* [Excerpts of labeled region data]
########################################

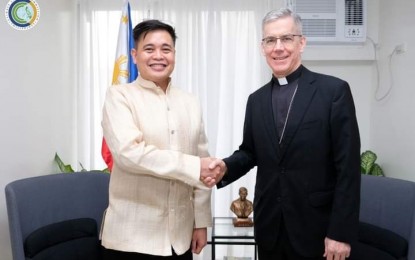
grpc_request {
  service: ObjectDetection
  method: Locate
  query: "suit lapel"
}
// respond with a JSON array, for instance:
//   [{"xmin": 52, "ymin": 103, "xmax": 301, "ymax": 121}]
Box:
[{"xmin": 280, "ymin": 68, "xmax": 316, "ymax": 159}]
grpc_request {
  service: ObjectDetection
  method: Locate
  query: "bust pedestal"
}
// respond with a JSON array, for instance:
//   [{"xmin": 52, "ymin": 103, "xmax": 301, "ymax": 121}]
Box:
[{"xmin": 233, "ymin": 218, "xmax": 254, "ymax": 227}]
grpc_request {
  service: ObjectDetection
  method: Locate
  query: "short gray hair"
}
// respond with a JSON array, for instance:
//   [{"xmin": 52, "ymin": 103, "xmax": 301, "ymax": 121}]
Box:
[{"xmin": 262, "ymin": 8, "xmax": 303, "ymax": 34}]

########################################

* [Task goal]
Reproduce every line of the material above, requests included, but shift each bounding box coordinate in the answers up by 108. Omit the pictures from your output.

* [Problem solution]
grpc_request {
  service: ObjectDetection
  method: Locate
  query: "suit lapel"
}
// respond with a JSON array, for instance:
//   [{"xmin": 52, "ymin": 103, "xmax": 301, "ymax": 121}]
Box:
[{"xmin": 388, "ymin": 176, "xmax": 424, "ymax": 267}]
grpc_request {
  service: ObjectDetection
  method: Locate
  query: "bust pedestal"
}
// respond with a JSON array, for instance:
//   [{"xmin": 52, "ymin": 103, "xmax": 301, "ymax": 121}]
Box:
[{"xmin": 341, "ymin": 326, "xmax": 362, "ymax": 335}]
grpc_request {
  service: ObjectDetection
  method: Locate
  query: "short gray hair"
}
// respond with a JSON array, for instance:
//   [{"xmin": 52, "ymin": 103, "xmax": 301, "ymax": 121}]
Box:
[{"xmin": 370, "ymin": 116, "xmax": 411, "ymax": 142}]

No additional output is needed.